**Short exercise:** Report every line in the listing below that contains the word "brown", copying each of those lines in full.

**Source data:**
________________

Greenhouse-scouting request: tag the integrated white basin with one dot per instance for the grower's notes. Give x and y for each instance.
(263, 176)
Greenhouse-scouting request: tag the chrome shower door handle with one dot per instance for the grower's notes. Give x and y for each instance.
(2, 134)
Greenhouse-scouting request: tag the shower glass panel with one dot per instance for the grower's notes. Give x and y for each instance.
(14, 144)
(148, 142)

________________

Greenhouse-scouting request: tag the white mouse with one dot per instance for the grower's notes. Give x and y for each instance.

________________

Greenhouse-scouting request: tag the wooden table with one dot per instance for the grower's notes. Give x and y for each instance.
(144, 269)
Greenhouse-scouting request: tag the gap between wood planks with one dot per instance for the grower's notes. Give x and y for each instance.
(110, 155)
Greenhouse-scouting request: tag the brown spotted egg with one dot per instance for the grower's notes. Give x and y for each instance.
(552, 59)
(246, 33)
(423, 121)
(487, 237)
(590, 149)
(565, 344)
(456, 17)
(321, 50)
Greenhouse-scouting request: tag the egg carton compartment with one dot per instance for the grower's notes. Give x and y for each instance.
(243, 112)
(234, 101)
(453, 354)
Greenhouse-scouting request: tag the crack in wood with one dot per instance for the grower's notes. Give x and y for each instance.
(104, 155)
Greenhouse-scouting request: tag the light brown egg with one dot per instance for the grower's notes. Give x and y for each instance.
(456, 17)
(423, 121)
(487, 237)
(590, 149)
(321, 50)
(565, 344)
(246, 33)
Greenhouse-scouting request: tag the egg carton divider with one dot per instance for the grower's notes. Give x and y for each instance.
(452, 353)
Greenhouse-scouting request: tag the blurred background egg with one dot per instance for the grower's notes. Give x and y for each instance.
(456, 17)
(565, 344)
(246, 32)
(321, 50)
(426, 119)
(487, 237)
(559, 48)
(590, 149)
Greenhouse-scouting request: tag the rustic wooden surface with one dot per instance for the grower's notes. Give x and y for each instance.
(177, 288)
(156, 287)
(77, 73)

________________

**Response:**
Greenhouse-scouting request: tag the brown spotted egg with one dot per instance for the grower's notes. Give x and y for each instance.
Greenhouse-scouting request: tag the light brown egg with one dot per instance for the grower's notes. Give x and y for each instance.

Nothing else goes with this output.